▶ **Work order**: Search the entries below for "fender" and copy each matching line.

▶ **Excerpted data**:
--------------------------------------------------

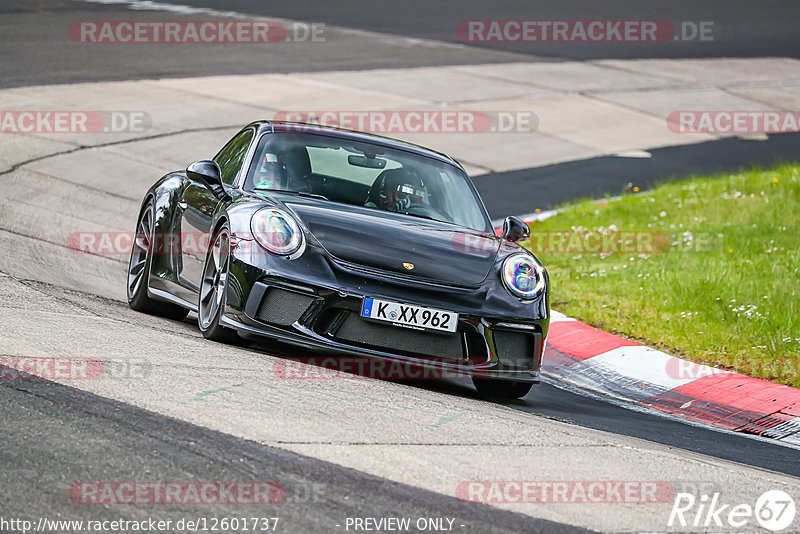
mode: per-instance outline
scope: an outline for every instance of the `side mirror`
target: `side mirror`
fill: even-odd
[[[520,241],[525,241],[531,236],[531,229],[528,228],[528,225],[525,222],[518,218],[518,217],[506,217],[505,222],[503,222],[503,235],[501,236],[503,239],[511,241],[512,243],[518,243]]]
[[[186,167],[186,176],[192,180],[205,184],[214,196],[220,200],[228,197],[225,188],[222,186],[222,172],[216,161],[201,159]]]

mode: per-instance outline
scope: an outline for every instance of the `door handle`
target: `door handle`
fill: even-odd
[[[184,202],[183,200],[181,200],[180,202],[178,202],[178,209],[180,209],[180,210],[185,210],[185,209],[186,209],[186,208],[188,208],[188,207],[189,207],[189,204],[187,204],[187,203],[186,203],[186,202]]]

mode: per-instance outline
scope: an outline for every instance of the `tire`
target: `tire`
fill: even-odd
[[[472,383],[482,396],[494,399],[521,399],[533,387],[531,382],[512,382],[494,378],[473,378]]]
[[[139,215],[136,235],[131,246],[128,262],[127,295],[131,309],[168,319],[182,321],[189,310],[169,302],[161,302],[147,295],[147,280],[153,264],[153,236],[155,234],[155,203],[151,198]]]
[[[197,298],[197,326],[203,337],[220,343],[235,343],[239,335],[219,324],[225,309],[225,292],[230,267],[230,228],[223,223],[213,235],[203,266]]]

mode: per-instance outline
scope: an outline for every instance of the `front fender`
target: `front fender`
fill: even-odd
[[[253,214],[259,209],[268,206],[263,200],[254,200],[251,198],[243,198],[236,200],[230,204],[224,213],[217,214],[214,225],[220,217],[227,217],[228,224],[231,227],[231,232],[236,234],[240,239],[250,240],[253,238],[252,231],[250,230],[250,219]]]

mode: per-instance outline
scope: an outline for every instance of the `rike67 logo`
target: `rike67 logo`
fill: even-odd
[[[796,509],[791,495],[781,490],[770,490],[748,503],[725,503],[720,493],[703,494],[699,498],[691,493],[677,493],[667,520],[669,527],[753,527],[753,520],[771,532],[781,532],[792,525]],[[794,531],[794,530],[793,530]]]

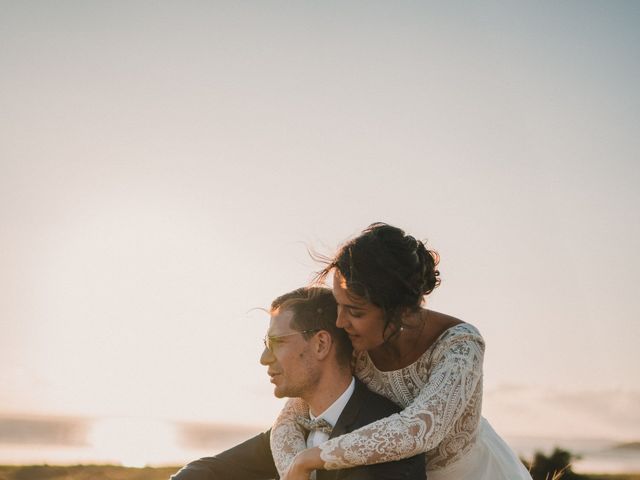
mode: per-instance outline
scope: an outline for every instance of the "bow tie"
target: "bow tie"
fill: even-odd
[[[302,428],[308,431],[317,430],[318,432],[326,433],[327,435],[331,435],[331,431],[333,427],[329,422],[327,422],[324,418],[316,418],[315,420],[311,420],[310,418],[303,417],[301,415],[296,416],[296,423],[300,425]]]

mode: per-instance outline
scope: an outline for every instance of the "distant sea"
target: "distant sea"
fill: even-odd
[[[578,473],[640,473],[640,442],[541,437],[507,437],[505,440],[520,458],[527,460],[537,451],[548,455],[554,448],[568,450],[578,456],[572,464]]]
[[[140,418],[1,417],[0,464],[183,465],[214,455],[266,429]],[[640,472],[640,442],[508,437],[521,458],[559,447],[579,455],[583,473]]]

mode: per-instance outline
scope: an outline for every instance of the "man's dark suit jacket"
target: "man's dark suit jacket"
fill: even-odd
[[[330,438],[349,433],[399,411],[390,400],[373,393],[356,379]],[[183,467],[171,480],[267,480],[278,478],[269,445],[270,431],[261,433],[215,457],[205,457]],[[424,480],[424,455],[396,462],[362,465],[342,470],[318,470],[317,480]]]

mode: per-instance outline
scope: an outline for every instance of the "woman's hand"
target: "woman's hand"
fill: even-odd
[[[318,447],[307,448],[295,456],[280,480],[309,480],[311,472],[323,466],[320,449]]]

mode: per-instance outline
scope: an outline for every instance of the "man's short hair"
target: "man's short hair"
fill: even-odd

--------------------------------------------------

▶ **Result of this task**:
scope: an outline for every instance of the `front fender`
target: `front fender`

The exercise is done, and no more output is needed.